▶ _Task requirements_
All of the material below is to be repeated exactly.

━━━ Entries shown

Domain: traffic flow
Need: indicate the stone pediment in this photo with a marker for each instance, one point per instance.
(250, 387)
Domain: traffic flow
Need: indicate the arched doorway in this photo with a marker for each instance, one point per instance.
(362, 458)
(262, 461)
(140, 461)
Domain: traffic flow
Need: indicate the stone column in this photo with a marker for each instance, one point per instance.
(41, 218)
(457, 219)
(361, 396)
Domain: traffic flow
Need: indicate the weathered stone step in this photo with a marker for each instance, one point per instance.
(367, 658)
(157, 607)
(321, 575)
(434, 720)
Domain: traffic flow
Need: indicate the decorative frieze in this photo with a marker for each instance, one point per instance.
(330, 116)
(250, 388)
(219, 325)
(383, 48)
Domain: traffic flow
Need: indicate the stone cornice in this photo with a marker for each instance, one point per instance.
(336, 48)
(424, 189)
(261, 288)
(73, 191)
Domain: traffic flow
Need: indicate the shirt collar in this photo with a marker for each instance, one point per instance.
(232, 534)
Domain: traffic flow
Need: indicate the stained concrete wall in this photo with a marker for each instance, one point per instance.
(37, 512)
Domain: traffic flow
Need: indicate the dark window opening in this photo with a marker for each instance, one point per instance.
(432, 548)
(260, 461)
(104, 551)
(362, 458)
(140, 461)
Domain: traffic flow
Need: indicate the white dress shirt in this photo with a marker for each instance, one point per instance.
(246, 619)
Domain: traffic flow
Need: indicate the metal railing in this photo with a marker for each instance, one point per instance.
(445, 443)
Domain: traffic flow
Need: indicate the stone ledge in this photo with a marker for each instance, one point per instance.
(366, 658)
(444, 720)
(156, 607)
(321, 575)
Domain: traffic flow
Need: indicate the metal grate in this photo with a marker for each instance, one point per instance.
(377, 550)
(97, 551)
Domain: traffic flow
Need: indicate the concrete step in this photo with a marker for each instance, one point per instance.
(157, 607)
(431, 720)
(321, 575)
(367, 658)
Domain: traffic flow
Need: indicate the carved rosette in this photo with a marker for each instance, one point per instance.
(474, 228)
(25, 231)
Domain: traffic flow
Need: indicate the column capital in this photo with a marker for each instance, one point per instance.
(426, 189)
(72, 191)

━━━━━━

▶ _Problem solution_
Domain: traffic flow
Need: indicate the stone pediment in this photo with a marker for each instance, one point per instance.
(250, 387)
Domain: traffic flow
Need: indicate the arched doorway in this photo with a marker for each instance, one point per instance.
(362, 458)
(262, 461)
(140, 461)
Domain: traffic flow
Need: indicate the stone column in this photo with a marker for each instance, one point per instance.
(41, 218)
(457, 219)
(361, 396)
Domain: traffic flow
Need: indicate the weathered stone step in this photo with a marker for each instance, one point per instance.
(367, 658)
(157, 607)
(321, 575)
(434, 720)
Domain: traffic flow
Need: indicate the decorative frieze in this photo with a marker for each instance, one point per instance.
(330, 116)
(250, 388)
(219, 325)
(383, 48)
Domain: traffic flow
Need: indicate the stone cornice in this photo with a marker for each instance, one point per instance.
(336, 48)
(424, 189)
(261, 288)
(73, 191)
Domain: traffic flow
Need: indicate the shirt collar in this photo with a marker for each instance, one point per instance.
(232, 534)
Domain: traffic flow
Need: indicate the stained concrete wall in this photo with a marker for each instance, one point per instance.
(37, 512)
Domain: traffic flow
Need: indicate the dark window opening in this photo with a marker for each instance, one point per instance.
(432, 548)
(260, 461)
(104, 551)
(362, 458)
(140, 461)
Domain: traffic flow
Need: indicate the white dress shirt in this photo with a marker for each instance, one point per instance.
(246, 619)
Domain: traffic flow
Need: indicate the metal railing in this photo with a marker for each instance, one point per instance.
(445, 443)
Domain: traffic flow
Need: indicate the stone ledge in this photo with a marker for each instance, one point per instance.
(366, 658)
(444, 720)
(156, 607)
(321, 575)
Domain: traffic flow
Need: indicate the metal grate in this photo with a marker for each instance, one point per instance.
(377, 550)
(97, 551)
Domain: traffic flow
Need: indicate the concrete step in this photo with a marker for each instance, one point per instance.
(157, 607)
(431, 720)
(321, 575)
(367, 658)
Domain: traffic flow
Need: indicate the carved rosette in this photo with a marker for each instance, one point per instance.
(474, 228)
(25, 231)
Domain: traffic flow
Need: indicate the column capital in this photo with a marker for each instance, one point per instance.
(426, 189)
(72, 191)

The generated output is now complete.